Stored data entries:
>>>>

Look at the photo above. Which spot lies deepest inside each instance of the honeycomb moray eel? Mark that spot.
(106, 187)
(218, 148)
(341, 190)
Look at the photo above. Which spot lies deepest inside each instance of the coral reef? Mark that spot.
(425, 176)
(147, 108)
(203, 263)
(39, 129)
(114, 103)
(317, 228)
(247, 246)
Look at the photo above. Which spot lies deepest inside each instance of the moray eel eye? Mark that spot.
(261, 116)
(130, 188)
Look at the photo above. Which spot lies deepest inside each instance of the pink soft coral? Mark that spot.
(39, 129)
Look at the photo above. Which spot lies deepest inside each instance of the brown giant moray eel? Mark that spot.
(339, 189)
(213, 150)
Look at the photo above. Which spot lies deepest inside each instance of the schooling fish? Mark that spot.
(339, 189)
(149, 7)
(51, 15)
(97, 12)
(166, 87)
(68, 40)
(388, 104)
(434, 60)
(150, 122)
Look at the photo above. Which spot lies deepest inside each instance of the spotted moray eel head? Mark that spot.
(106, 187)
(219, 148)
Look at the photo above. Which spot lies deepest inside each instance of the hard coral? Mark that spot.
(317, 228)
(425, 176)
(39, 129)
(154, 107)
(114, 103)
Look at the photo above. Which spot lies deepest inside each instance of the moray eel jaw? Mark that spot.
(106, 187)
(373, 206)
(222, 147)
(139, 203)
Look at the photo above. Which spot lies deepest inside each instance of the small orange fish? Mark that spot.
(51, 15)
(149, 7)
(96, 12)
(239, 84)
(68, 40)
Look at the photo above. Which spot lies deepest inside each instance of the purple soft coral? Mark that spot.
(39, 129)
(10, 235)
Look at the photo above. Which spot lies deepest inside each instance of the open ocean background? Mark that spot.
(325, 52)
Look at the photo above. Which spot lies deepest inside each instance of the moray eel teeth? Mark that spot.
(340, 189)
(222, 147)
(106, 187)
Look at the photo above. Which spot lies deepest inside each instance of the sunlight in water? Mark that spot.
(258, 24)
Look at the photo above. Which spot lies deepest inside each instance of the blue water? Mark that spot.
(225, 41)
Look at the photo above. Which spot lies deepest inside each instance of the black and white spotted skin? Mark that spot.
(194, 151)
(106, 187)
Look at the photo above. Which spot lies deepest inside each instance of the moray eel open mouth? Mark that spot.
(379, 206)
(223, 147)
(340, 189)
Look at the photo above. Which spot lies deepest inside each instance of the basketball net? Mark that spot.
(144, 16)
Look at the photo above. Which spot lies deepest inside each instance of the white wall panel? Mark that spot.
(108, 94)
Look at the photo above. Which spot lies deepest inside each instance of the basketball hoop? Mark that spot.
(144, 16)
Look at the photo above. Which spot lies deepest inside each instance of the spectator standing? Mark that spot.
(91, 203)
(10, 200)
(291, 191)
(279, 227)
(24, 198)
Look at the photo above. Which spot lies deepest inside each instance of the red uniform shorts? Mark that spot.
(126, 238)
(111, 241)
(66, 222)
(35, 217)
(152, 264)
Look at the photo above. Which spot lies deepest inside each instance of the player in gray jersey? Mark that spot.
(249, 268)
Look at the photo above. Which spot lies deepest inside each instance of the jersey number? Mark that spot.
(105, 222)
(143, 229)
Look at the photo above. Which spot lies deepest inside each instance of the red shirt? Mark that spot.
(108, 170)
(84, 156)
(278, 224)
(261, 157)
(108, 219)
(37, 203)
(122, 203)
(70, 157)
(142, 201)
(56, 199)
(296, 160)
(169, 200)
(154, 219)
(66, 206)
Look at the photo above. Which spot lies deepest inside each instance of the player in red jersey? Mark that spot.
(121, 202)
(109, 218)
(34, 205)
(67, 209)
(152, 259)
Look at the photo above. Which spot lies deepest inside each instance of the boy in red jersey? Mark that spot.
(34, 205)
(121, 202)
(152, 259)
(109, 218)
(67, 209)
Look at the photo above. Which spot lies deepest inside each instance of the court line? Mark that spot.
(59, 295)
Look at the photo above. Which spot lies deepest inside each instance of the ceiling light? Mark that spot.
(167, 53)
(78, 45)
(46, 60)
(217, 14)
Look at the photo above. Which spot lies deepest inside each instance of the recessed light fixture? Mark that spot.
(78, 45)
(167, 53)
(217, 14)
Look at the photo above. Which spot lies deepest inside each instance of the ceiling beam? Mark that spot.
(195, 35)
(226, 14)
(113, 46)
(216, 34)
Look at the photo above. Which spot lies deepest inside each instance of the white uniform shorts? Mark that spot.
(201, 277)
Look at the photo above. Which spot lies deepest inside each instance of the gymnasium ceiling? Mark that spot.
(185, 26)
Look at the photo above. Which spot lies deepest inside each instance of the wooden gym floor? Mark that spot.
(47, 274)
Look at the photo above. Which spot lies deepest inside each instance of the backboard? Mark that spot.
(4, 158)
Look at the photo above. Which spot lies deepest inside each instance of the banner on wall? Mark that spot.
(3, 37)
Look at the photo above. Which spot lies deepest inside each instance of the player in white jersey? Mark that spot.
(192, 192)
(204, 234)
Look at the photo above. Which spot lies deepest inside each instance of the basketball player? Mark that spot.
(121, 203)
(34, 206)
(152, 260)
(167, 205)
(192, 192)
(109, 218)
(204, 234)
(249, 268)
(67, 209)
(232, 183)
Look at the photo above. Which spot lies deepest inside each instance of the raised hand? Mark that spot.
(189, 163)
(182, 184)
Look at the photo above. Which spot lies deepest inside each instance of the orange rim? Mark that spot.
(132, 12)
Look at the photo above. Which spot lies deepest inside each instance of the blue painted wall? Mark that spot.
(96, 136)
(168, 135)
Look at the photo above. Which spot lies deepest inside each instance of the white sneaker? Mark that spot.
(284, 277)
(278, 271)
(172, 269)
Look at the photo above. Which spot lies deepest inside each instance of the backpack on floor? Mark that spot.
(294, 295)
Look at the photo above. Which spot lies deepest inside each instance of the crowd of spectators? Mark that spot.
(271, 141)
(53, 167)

<<<<
>>>>

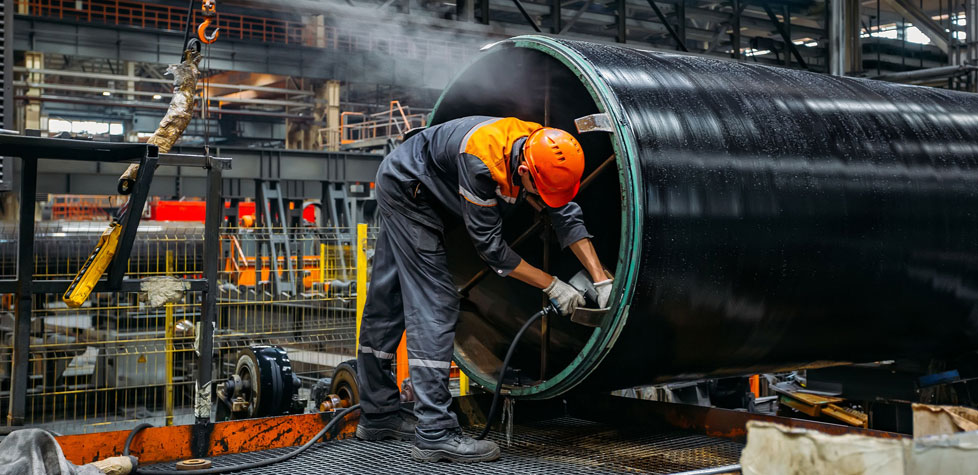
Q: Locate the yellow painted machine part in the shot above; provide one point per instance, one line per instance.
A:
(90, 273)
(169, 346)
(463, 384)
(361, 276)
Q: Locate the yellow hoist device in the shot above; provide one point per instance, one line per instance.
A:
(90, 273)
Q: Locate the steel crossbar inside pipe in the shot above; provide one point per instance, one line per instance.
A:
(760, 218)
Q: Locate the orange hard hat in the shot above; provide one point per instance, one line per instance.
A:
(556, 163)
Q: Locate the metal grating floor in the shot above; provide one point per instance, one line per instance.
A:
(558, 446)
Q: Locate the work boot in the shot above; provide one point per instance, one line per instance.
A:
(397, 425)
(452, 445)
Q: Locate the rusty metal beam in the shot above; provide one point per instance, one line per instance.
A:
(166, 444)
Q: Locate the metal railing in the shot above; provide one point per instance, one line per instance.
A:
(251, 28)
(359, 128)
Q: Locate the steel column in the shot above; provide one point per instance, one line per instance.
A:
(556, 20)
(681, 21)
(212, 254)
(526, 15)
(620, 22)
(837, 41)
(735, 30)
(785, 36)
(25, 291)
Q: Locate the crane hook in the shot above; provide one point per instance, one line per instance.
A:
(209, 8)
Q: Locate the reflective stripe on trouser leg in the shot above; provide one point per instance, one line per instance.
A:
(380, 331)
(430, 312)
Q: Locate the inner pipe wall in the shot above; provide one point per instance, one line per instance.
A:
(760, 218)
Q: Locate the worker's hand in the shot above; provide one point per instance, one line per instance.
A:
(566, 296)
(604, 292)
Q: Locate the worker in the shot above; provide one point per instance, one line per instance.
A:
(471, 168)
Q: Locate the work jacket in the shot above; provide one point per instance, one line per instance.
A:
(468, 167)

<<<<

## ASSIGNMENT
In the entries above, one line contains "Q: Locate the metal railing" and another contains "Q: Locate the steel column". Reproduce exactly those two lines and the lines between them, nothing else.

## REPLY TO THE EXERCISE
Q: Locate the metal railing in the shot above; provide one point per instance, one line per instance.
A:
(251, 28)
(359, 128)
Q: Locate the steel column in the shot above; provide one point per instance, one line per instance.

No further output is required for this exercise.